In our human eyes, a rewarding or positive situation for a horse might be moving quietly with the familiar herd of its life on a warm sunny day in an open field filled with quality grass, and with not the slightest evidence of a predator or other enemy anywhere. Or it might be a warm, quiet stall on a blustery winter evening, well bedded in clean straw, with a tray filled with oats and a manger full of bright grass hay, and located just next to the horse's best herd buddy. Or it could be setting out on an adventurous ride up into the hills with the horse's favorite skillfully gentle human riding on its back after grooming it thoroughly and effectively just before saddling and bridling it gently and quietly.

Again, in our eyes, punishing, aversive, or negative situations are probably more or less the opposites of those above: being chased at top speed by a murderous predator; being wretchedly hungry and cold with no food or shelter available; being separated from the herd in a dangerous location while pelted by a steady cold rain. Or: being ridden by a human who believes that repeated jabs with spurs, slaps with the ends of the reins, or jerks against the bit are the only ways to keep a riding horse on its good behavior; or by a human who failed to clean dry caked mud or manure from the part of the chest where the cinch is tightened; or one who does not realize that the bit is faulty, pinching the horse's mouth or tongue every time it shifts in position; or one who did not notice that the horse has a sharp pebble caught in a corner of its hoof.

What about neutral situations and stimuli? These would be circumstances that are neither rewarding nor punishing. In effect, neutral stimuli mean little or nothing to the horse, once they have been examined and discovered to involve neither positive nor negative stimuli, neither promises of rewards nor threats of punishment or unpleasantness. Once such assessment has been made by the animal, neutral stimuli will surely fade from its attention. Before a stimulus or situation has been so considered and judged by an animal, a predator such as a dog or cat might view the stimulus as a potential source of food and investigate rather aggressively. A prey animal, such as a horse, on the other hand, is likely to treat a new or poorly understood situation (that might actually turn out to be neutral) as dangerous, and either avoid it or else investigate cautiously, ready to bolt in an instant. In effect, a prey animal may frequently be best off treating new situations or stimuli as negative. And we all know they tend to do that.

Let's think a bit further about what horses that find themselves in these three kinds of situations are likely to do. A horse in a punishing or negative situation will surely attempt behaviors that remove it from the situation and bring it into a neutral or a rewarding situation. Likewise, a horse in a neutral situation will surely move into a rewarding situation if possible.

-- What you will do --
A) According to the passage on horses, how is a prey animal such as a horse likely to treat a new or poorly understood situation?
B) List every rider failing that the passage on horses names as making a ride punishing for the horse.
C) Reproduce the passage on horses between "In our human" and "gently and quietly.", inclusive.
The listing after this point is separate from the passage on horses.

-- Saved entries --
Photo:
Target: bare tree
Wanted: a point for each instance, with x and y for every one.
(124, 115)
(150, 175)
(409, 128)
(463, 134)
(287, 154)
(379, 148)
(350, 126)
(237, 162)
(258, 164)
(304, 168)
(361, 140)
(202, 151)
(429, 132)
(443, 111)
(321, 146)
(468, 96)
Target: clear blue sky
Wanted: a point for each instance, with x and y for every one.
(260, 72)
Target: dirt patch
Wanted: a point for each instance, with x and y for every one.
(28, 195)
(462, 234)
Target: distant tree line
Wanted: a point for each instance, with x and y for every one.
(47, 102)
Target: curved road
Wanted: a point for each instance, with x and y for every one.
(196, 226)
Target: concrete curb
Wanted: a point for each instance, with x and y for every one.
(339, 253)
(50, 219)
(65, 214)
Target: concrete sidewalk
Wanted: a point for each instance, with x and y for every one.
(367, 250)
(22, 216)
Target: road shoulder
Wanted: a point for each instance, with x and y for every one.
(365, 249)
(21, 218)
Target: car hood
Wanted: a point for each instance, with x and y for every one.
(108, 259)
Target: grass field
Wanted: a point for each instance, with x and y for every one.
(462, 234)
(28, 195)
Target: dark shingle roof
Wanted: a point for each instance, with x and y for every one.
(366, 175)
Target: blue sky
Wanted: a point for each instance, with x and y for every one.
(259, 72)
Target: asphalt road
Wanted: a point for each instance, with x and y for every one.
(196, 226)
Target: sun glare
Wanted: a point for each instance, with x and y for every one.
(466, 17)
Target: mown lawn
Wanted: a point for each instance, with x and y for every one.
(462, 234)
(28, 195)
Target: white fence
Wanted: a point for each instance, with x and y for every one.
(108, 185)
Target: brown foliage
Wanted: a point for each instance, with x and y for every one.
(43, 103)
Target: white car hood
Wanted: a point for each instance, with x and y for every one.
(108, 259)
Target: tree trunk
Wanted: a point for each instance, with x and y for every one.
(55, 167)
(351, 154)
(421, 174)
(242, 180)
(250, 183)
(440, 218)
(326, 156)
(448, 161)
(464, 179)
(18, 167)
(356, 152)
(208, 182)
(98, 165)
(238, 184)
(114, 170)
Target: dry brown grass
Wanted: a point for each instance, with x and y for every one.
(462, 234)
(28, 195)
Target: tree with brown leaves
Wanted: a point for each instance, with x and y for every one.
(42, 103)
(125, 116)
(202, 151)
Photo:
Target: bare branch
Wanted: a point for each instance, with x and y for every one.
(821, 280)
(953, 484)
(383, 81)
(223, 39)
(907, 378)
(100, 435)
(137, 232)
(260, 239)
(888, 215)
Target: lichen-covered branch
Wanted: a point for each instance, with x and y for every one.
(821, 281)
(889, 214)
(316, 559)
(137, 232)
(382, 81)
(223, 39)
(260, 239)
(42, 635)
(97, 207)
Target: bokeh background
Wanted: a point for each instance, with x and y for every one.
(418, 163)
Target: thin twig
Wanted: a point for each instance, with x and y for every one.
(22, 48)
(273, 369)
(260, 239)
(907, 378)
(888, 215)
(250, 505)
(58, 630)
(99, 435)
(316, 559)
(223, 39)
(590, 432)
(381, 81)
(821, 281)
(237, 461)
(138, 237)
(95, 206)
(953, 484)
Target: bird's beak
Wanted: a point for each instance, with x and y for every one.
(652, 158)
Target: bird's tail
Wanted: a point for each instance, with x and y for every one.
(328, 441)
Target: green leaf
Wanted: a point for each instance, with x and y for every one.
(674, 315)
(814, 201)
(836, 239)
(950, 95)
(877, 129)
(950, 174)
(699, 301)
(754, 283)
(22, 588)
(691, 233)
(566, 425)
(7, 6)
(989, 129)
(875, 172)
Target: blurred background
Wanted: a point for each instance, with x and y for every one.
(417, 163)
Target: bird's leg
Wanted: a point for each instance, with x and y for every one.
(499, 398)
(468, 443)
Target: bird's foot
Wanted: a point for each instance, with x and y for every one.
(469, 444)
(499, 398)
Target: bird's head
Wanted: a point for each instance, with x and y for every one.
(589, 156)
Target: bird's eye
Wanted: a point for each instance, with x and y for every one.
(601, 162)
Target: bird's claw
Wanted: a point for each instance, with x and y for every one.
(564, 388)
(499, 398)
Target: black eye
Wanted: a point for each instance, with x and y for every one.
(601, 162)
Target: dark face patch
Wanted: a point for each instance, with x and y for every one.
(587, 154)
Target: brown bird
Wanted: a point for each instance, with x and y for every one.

-- Exercise results --
A) It is likely to treat it as dangerous, either avoiding it or investigating cautiously, ready to bolt in an instant.

B)
- Believing that repeated jabs with spurs, slaps with the ends of the reins, or jerks against the bit are the only ways to keep a riding horse on its good behavior
- Failing to clean dry caked mud or manure from the part of the chest where the cinch is tightened
- Not realizing that the bit is faulty, pinching the horse's mouth or tongue every time it shifts in position
- Not noticing that the horse has a sharp pebble caught in a corner of its hoof

C)
In our human eyes, a rewarding or positive situation for a horse might be moving quietly with the familiar herd of its life on a warm sunny day in an open field filled with quality grass, and with not the slightest evidence of a predator or other enemy anywhere. Or it might be a warm, quiet stall on a blustery winter evening, well bedded in clean straw, with a tray filled with oats and a manger full of bright grass hay, and located just next to the horse's best herd buddy. Or it could be setting out on an adventurous ride up into the hills with the horse's favorite skillfully gentle human riding on its back after grooming it thoroughly and effectively just before saddling and bridling it gently and quietly.